-- Start EXTRACT --
The Intermediated Money Transfer Tax (IMTT) is levied on transferred amount per section 36G of the Income Tax Act [Chapter 23:06] as read with the 30th schedule to [Cap. 23:06] and these provisions were recently amended. This paper seeks to highlight some of the changes, anticipate the impact from an accounting perspective, and to amplify frequently asked questions about the tax.
2. THE TAX
2.1. Effective Date
The tax became effective on Friday the 12th of October 2018.
The rate of tax is 2% of the amount being transferred up to a maximum of $10,000 i.e. for transferred amounts exceeding $500,000.
2.3.1. Transfer of money between two persons via financial institution intermediary;
2.3.2. Transfer from one person to two or more persons; and
2.3.3. Transfers from two or more persons to one person
The financial institution shall pay IMTT to the Commissioner on each such transaction.
2.3.4. Transfer of money from one financial institution to another as an intermediary for another person the other financial institution shall not be liable for IMTT.
2.4.1. Transfer of money for the purposes of sale of marketable securities;
2.4.2. Transfer of money for the purposes of purchase or redemption of money market securities;
2.4.3. Transfer of money on payment of remuneration;
2.4.4. Transfer of money to or from ZIMRA for the payment or refund of any tax, duty or other charges;
2.4.5. The intra-corporate transfer of money i.e. movement of money between a treasury account and any other trading account held in the name of the same company;
2.4.6. The transfer of money from (but not into) specified trust accounts;
2.4.7. The transfer of money into and from Nostro Foreign Currency Accounts (FCAs); and
2.4.8. The transfer of money by government from the Consolidated Revenue Fund (CRF) or from funds established in terms of section 18 of the Public Finance Management Act (PFMA).
-- End EXTRACT --
-- Start SOURCE DATA --
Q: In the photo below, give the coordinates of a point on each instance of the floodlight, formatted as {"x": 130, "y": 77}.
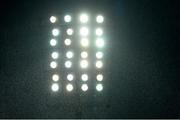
-- End SOURCE DATA --
THE EXERCISE. Can you pick up the text on the Intermediated Money Transfer Tax after its last sentence and continue it? The listing comes from a different source than the text on the Intermediated Money Transfer Tax.

RESULT OF THIS EXERCISE.
2.5.1. The intermediary financial institution shall collect the tax and recover from the person they have intermediated for.
2.5.2. The intermediary financial institution shall remit the tax to the Commissioner no later than the 10th day of the month following the date of transfer
3. FREQUENTLY ASKED QUESTIONS
3.1. Is the IMTT deductible in computing Income Tax?
Section 16(1)(d) of the Income Tax Act [Chapter 23:06] prohibits the deduction of tax upon the income of a taxpayer or interest thereon. This is not a tax on income and therefore should be deductible.
3.2. How shall financial institutions identify transactions that are exempt from those that are not?
Some I.T. platform are being used to pay both remuneration and other trading transactions and so financial institutions’ IT system shall need to be primed to be able to identify the exempt transactions.
3.3. Does the movement of funds belonging to same individual but between two bank accounts not qualify for an exemption in the same vein as that of movement between treasury account and accounts in the same name for corporates?
Currently that provision is not there and so movement between to accounts belonging to same person attract the tax.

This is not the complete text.